## EXERCISE PROMPT
Answer these questions from the fishing thread below:
(a) Between which dates does brooklyn fish plan to be in the area from Cape Canaveral to Jensen Beach?
(b) Besides Sebastian, which beach does goinfishing call a good stop?
(c) Which website does goinfishing name as a start for Florida-specific information?

## PASSAGE TO READ

--- START ---

# Cape Canaveral to Jensen Beach



## brooklyn fish (Sep 26, 2010)

I'll be somewhere from Cape Canaveral to Jensen Beach from January 16 to January 25. Need advice on where I can fish with a 7 foot rod. Are the piers at Cocoa Beach and Port Canaveral good at this time?

Where in the surf can you fish with a short rod and 12 or 17 pound test line? Is the jetty at Sebastian worth trying?

Thanks much.

Brooklyn Fish


----------



## goinfishing (Sep 10, 2013)

brooklyn fish said:


> I'll be somewhere from Cape Canaveral to Jensen Beach from January 16 to January 25. Need advice on where I can fish with a 7 foot rod. Are the piers at Cocoa Beach and Port Canaveral good at this time?
> 
> Where in the surf can you fish with a short rod and 12 or 17 pound test line? Is the jetty at Sebastian worth trying?
> 
> ...


Sebastian is always worth trying if you're down there. Melbourne Beach is a good stop too. Not as familiar with Port Canaveral or Cocoa but there are other forums that have a lot more Florida specific info. Surffishingflorida.com is a start.


----------



## brooklyn fish (Sep 26, 2010)

goinfishing said:


> Sebastian is always worth trying if you're down there. Melbourne Beach is a good stop too. Not as familiar with Port Canaveral or Cocoa but there are other forums that have a lot more Florida specific info. Surffishingflorida.com is a start.


Thanks for the info. Will try Melbourne Beach and check the surf fishing website.

Brooklyn Fish


----------

--- END ---

## DATA EXTRACT
--- START ---

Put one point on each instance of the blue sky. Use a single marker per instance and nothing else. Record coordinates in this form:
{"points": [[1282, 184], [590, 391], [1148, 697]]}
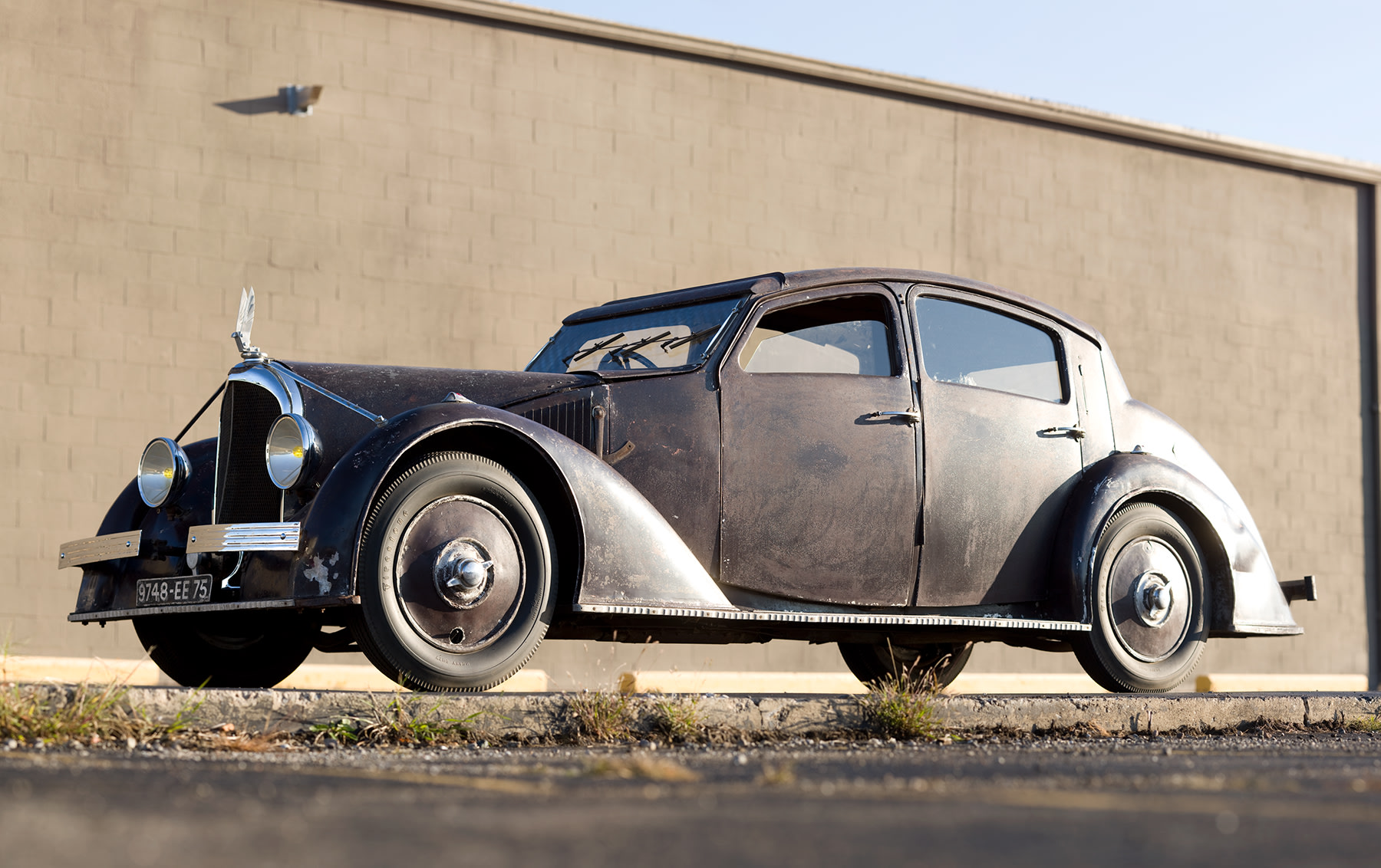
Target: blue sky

--- END ---

## FINAL ANSWER
(a) January 16 to January 25
(b) Melbourne Beach
(c) Surffishingflorida.com